As the reigning world champions, the USA will be returning to the FIBA 3x3 World Cup, scheduled for Antwerp in June. They’ll have very good competition too. Right now, the best 3x3 players in the world are playing in semi-pro or independent pro teams, or they’re in the world tours. They have been doing this since 2011 or 2012, so they are players that focus on this discipline full time. It will be interesting to see how our team does against those players.

The 3x3 Athlete

To play 3x3, players really need to commit to conditioning. The games are very tiring to play because they are so fast-paced and each player on the team is so active. There’s not only a lot of athletic ability that is required, but there is also a lot of intelligence and strategy that players need. 

Equipment for the 3x3 Game

We mentioned earlier that all you really need for the game is a hoop, the half-court and the players. Two games can safely be played in one gym at the same time; however, each game needs a separate scoreboard and shot clock. With temporary equipment, this is possible.

### Aim A
Rewrite the 3x3 basketball passage from "To play 3x3, players" to "that players need.", putting "fitness" in place of "conditioning".
### Aim B
Answer these questions about the 3x3 basketball passage:
(i) In which city is the FIBA 3x3 World Cup scheduled?
(ii) Since when have the best 3x3 players been focusing on the discipline?
(iii) What does each game need when two games are played in one gym at the same time?
### Aim C
Write what comes next in the 3x3 basketball passage, starting after its final sentence.

### Entries shown
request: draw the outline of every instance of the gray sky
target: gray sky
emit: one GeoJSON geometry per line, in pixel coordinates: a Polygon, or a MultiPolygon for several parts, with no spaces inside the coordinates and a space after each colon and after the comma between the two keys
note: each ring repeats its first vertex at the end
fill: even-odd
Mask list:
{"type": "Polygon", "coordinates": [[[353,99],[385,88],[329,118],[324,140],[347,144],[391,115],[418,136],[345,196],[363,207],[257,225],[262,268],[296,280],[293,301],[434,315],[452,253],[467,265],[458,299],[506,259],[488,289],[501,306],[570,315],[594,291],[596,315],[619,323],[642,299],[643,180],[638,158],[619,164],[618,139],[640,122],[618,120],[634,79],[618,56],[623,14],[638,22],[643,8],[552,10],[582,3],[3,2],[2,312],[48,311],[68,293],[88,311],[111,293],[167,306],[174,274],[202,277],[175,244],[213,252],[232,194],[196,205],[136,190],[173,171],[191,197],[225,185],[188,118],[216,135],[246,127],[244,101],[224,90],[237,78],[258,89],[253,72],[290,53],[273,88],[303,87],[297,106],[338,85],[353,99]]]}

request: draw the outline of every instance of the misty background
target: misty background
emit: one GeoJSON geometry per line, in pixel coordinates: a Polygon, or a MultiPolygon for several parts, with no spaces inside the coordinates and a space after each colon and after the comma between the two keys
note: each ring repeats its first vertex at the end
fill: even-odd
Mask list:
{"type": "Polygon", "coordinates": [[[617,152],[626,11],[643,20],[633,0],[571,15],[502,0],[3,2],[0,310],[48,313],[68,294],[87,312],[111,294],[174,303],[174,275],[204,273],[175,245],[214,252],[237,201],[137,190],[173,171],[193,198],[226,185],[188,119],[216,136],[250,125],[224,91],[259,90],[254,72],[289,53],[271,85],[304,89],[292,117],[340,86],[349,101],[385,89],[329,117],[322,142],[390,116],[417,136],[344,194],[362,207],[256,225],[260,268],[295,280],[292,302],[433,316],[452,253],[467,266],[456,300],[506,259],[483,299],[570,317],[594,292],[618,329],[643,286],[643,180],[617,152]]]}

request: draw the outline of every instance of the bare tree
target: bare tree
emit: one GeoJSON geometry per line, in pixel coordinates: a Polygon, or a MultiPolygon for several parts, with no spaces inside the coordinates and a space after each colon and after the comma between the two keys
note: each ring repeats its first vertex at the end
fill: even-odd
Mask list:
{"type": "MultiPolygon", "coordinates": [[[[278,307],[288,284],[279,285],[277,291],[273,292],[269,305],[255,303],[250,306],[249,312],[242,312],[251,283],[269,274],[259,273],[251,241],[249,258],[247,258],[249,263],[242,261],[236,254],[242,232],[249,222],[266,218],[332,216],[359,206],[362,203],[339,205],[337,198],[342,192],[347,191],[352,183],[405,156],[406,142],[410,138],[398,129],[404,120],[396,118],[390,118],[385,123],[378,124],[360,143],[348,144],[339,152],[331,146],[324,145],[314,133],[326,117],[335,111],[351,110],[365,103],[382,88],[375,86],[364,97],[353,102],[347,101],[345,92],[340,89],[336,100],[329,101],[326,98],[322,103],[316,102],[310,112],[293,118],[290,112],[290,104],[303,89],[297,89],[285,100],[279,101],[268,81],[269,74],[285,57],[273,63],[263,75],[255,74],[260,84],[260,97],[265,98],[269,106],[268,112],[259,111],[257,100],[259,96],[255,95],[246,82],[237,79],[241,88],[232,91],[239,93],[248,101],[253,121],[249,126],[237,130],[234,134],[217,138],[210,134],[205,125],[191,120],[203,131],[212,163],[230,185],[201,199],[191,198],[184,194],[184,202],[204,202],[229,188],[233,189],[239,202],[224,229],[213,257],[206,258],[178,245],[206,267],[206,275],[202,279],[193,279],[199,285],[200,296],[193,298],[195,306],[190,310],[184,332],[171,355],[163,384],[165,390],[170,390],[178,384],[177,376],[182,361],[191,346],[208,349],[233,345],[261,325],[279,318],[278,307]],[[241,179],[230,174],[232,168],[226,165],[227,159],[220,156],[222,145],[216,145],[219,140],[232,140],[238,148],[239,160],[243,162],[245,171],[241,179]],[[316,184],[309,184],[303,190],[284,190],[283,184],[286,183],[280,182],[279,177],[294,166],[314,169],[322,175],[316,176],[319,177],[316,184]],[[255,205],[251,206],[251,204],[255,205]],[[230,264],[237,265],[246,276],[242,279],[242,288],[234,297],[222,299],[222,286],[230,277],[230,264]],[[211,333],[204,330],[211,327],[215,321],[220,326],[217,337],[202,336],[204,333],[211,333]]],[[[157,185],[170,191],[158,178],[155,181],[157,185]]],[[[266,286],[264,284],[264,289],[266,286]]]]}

### Expected answer A
To play 3x3, players really need to commit to fitness. The games are very tiring to play because they are so fast-paced and each player on the team is so active. There’s not only a lot of athletic ability that is required, but there is also a lot of intelligence and strategy that players need.

### Expected answer B
(i) Antwerp
(ii) Since 2011 or 2012
(iii) A separate scoreboard and shot clock

### Expected answer C
At the moment, Wilson Sporting Goods manufactures the only true 3x3 basketball. It is the size of a women’s basketball on the international level but has the weight of the men’s ball. If you see a close-up of it, you’ll note that it is easier to grip and easier to handle. It is designed for use on outdoor courts. The interesting thing is that men, women and children all use the same ball in sanctioned 3x3 competitions.

Having said that, it’s important to point out that unless there are formalized 3x3 leagues, I don’t see people going to their local sporting goods store to buy a new basketball to take up 3x3. I think that largely, the players here are still using a regular basketball.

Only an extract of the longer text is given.